* [What you need to do]
(a) Decide whether each statement agrees with the passage on mothers' social programs, answering yes or no and quoting the deciding words: (i) The first Mother's Day was in 1905. (ii) Most of Anna Jarvis's peers chose traditional family life over pursuing social change. (iii) As architects of Mothers' Pensions, these women held that the woman's sphere was in the home.
(b) Reproduce word for word the stretch of the passage on mothers' social programs from "Suffrage and labor" through "breakfast in bed.".

* [Text under study]

══════════

After Mother’s Day: Changes in mothers’ social programs over time

Suffrage and labor activist Flora Dodge “Fola” La Follette (1882-1970), social reformer and missionary Rose Livingston, and a young striker during a garment strike in New York City in 1913.

Yesterday was Mother’s Day. If you celebrated, maybe you enjoyed a homemade card, brunch on the town, a floral bouquet, or a mostly edible breakfast in bed.

Today, I invite you to join me in thinking about how we as a nation craft the social programs that support our mothers. The first Mother’s Day was in 1905. Women in the United States at the time and since then have played twin roles: as producers of labor in their roles as workers and as reproducers of human life in their roles as mothers and caretakers. Women, of course, have always simultaneously worked in the market and parented at home, yet the value our society placed on these two types of women’s labor has changed over time—as have the social programs that support mothers.

As Anna Jarvis was crusading to get Mother’s Day a place on the nation’s calendar, her peers—wealthy, white women who shared her progressive, reform-minded impulses—were laying foundation for our modern social safety net. Though most of these women chose to pursue social change rather than traditional family life, as architects of Mothers’ Pensions, they sided firmly with the view that the woman’s sphere was in the home.

══════════

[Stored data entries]
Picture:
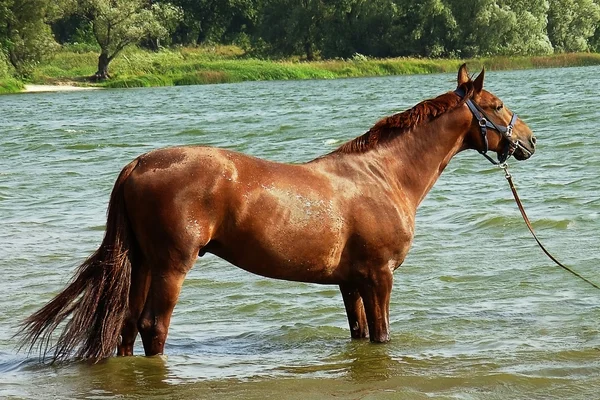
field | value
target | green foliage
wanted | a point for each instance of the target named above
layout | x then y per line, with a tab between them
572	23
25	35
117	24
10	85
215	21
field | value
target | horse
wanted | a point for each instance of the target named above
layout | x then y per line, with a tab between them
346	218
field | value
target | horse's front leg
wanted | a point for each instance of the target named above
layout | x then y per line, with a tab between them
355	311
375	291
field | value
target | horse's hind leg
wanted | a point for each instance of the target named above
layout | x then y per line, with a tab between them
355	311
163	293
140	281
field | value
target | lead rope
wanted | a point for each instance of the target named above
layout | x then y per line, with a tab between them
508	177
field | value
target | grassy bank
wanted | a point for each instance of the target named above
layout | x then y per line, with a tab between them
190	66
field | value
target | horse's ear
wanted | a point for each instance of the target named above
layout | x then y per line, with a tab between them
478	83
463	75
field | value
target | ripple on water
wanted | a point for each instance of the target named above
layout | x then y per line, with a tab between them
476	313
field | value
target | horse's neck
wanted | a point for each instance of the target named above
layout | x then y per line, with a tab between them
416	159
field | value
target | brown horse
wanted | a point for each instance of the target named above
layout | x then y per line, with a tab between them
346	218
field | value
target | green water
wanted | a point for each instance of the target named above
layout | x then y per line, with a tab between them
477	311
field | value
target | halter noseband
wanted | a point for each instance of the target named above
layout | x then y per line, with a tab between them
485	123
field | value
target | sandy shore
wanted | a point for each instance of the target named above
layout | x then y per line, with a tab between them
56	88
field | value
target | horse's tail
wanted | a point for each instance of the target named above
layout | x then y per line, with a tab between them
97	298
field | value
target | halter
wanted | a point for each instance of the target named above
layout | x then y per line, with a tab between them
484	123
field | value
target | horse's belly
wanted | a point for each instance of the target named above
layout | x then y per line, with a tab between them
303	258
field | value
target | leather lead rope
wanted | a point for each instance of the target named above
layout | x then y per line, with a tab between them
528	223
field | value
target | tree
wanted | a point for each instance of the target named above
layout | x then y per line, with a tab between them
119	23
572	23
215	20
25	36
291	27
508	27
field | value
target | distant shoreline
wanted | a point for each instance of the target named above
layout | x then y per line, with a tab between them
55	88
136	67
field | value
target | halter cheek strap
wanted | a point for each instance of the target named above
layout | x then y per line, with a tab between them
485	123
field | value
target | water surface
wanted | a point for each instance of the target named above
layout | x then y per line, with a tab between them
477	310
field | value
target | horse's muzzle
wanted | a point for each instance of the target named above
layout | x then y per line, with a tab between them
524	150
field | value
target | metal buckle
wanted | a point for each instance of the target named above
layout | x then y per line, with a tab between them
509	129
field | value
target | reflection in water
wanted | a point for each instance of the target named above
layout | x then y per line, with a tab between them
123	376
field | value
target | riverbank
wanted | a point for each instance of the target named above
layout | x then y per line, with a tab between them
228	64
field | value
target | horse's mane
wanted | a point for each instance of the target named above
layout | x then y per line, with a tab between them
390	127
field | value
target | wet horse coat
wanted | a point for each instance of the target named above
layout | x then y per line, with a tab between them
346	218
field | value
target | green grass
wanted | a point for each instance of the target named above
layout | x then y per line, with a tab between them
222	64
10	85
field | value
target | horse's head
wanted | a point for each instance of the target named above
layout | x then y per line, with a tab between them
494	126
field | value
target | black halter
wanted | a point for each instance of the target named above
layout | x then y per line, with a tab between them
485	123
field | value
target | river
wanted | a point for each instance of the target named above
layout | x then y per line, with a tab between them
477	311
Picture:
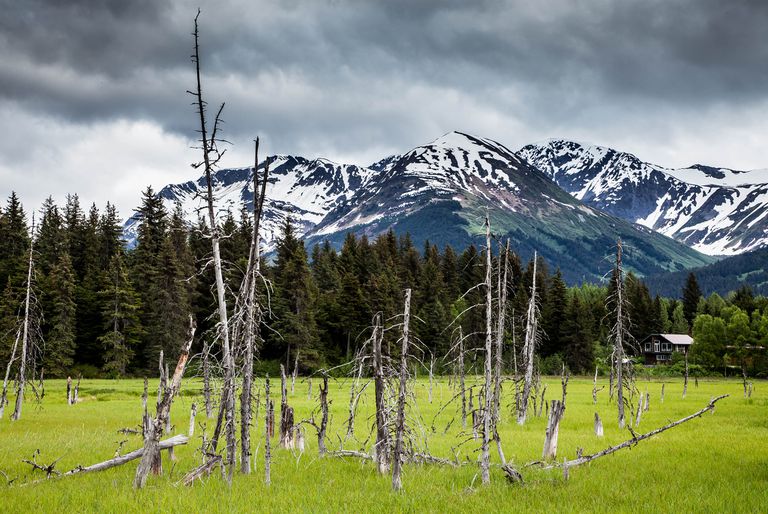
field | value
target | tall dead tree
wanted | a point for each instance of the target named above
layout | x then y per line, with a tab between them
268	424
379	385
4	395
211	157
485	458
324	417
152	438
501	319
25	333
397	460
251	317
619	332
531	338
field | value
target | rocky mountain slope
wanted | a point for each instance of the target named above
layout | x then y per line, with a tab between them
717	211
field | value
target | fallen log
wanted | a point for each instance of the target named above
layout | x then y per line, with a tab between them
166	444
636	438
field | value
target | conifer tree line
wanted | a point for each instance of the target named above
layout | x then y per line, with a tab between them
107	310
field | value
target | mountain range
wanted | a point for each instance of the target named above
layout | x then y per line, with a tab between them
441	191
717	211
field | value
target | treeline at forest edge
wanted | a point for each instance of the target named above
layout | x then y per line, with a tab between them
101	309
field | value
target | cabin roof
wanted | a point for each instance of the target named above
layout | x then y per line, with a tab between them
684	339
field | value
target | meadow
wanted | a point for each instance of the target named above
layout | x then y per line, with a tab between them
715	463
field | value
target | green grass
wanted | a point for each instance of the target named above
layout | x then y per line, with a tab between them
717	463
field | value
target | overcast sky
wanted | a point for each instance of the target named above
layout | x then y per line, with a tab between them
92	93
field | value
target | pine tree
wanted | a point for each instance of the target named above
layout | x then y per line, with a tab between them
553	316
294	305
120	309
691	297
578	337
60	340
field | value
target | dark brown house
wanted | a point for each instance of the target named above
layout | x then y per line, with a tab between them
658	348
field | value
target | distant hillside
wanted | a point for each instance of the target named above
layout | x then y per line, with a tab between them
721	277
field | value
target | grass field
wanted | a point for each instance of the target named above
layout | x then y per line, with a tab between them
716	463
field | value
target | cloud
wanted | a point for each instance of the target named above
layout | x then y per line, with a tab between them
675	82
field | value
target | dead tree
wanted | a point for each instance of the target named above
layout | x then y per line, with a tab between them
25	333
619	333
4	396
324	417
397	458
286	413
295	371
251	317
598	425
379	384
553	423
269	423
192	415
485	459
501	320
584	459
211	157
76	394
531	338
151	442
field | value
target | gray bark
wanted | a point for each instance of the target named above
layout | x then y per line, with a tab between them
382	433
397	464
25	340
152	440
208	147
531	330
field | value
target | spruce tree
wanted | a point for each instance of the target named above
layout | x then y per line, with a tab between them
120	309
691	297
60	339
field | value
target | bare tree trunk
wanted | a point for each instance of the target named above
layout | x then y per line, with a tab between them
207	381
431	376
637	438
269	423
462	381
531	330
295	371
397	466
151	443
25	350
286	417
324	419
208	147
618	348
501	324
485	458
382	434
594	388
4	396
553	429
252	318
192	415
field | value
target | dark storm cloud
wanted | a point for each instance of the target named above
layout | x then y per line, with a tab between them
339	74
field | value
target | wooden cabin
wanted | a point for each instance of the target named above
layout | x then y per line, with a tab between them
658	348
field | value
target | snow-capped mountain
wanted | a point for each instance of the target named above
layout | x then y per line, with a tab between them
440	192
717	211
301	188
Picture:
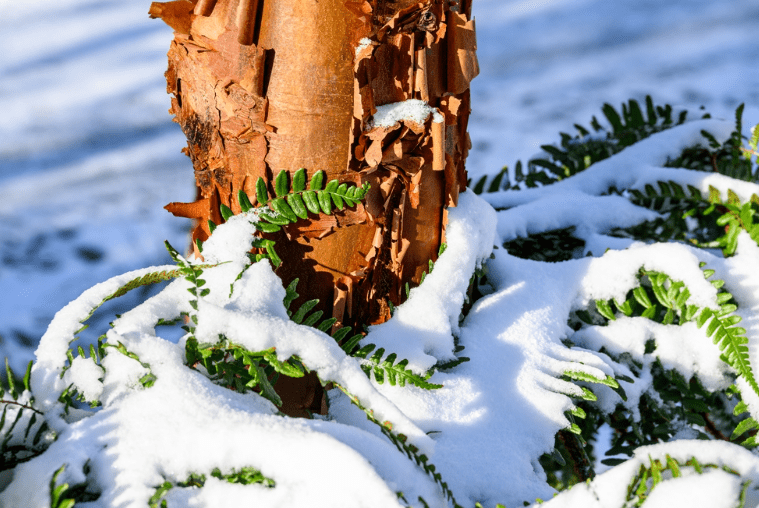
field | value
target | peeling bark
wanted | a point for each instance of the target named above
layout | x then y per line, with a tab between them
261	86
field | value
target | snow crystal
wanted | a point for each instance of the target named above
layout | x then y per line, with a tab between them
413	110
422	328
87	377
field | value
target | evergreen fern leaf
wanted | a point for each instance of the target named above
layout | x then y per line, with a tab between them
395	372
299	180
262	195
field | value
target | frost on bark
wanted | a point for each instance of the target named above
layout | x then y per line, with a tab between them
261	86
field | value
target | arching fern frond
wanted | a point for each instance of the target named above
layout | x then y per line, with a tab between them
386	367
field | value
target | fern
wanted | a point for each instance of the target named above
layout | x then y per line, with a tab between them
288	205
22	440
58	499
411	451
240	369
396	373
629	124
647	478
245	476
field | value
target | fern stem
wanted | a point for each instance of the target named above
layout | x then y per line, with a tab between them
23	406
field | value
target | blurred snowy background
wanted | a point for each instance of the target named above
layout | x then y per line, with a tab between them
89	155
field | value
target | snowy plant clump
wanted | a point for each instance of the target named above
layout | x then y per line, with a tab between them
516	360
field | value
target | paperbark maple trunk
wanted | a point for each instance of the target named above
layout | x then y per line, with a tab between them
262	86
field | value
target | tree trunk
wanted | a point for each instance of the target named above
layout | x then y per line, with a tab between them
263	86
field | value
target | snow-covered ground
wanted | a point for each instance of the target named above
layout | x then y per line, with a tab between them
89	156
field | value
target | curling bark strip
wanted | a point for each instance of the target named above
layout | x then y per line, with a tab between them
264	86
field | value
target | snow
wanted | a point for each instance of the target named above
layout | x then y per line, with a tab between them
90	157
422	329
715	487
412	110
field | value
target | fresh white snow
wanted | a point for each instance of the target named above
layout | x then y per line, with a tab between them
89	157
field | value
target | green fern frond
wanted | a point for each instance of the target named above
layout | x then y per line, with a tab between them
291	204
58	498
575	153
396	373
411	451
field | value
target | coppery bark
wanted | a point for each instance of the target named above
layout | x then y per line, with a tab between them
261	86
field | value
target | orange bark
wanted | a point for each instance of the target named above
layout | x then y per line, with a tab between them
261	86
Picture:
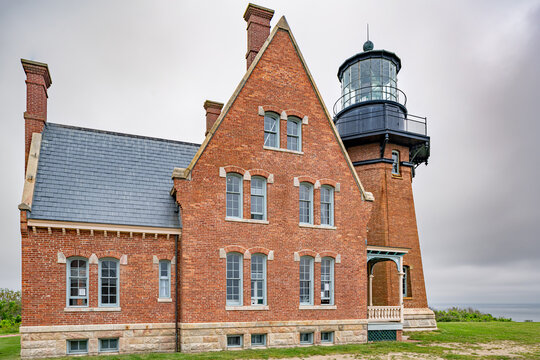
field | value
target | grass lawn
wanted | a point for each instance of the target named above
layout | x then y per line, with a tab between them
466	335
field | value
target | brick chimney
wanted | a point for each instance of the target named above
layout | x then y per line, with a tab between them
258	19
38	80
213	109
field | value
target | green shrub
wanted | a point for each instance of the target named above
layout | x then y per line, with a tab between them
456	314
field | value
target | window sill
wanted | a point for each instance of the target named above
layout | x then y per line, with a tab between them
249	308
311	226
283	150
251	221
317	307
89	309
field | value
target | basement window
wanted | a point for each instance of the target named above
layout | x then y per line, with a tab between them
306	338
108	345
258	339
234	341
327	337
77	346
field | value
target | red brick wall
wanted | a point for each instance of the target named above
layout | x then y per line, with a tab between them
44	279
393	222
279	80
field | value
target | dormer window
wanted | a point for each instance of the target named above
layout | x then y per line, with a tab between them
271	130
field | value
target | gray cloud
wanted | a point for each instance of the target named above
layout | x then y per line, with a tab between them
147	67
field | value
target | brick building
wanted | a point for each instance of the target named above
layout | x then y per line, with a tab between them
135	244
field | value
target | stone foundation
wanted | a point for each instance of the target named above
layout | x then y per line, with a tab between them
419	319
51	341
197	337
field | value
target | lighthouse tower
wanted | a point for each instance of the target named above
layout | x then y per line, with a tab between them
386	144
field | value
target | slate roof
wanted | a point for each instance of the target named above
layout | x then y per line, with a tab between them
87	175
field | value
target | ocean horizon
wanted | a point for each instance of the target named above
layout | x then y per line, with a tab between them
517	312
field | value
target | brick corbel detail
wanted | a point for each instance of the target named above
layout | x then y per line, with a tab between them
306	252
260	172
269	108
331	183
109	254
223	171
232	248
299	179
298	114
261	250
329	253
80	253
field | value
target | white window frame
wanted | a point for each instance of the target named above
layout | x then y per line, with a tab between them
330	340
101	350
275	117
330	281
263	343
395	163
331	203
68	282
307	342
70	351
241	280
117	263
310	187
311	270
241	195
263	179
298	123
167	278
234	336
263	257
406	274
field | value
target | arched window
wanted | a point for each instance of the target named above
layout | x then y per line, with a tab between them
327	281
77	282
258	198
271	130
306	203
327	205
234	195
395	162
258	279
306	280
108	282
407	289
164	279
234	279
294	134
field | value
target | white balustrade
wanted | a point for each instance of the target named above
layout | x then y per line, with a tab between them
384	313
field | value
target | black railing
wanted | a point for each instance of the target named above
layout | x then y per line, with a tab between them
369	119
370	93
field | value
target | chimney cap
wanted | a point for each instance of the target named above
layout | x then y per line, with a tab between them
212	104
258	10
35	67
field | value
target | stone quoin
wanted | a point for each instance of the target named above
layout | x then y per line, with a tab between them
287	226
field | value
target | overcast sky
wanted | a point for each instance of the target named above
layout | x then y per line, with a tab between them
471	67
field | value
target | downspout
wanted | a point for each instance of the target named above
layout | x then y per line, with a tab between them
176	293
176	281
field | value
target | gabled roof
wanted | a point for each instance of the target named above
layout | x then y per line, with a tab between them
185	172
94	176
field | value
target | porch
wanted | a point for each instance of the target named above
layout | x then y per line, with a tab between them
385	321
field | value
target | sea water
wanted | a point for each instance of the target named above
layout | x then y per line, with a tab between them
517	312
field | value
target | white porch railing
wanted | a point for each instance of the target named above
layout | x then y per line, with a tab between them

══════════

* [Results for the exercise]
(a)
(i) Yes: "The first Mother’s Day was in 1905."
(ii) No: "most of these women chose to pursue social change rather than traditional family life"
(iii) Yes: "they sided firmly with the view that the woman’s sphere was in the home"

(b)
Suffrage and labor activist Flora Dodge “Fola” La Follette (1882-1970), social reformer and missionary Rose Livingston, and a young striker during a garment strike in New York City in 1913.

Yesterday was Mother’s Day. If you celebrated, maybe you enjoyed a homemade card, brunch on the town, a floral bouquet, or a mostly edible breakfast in bed.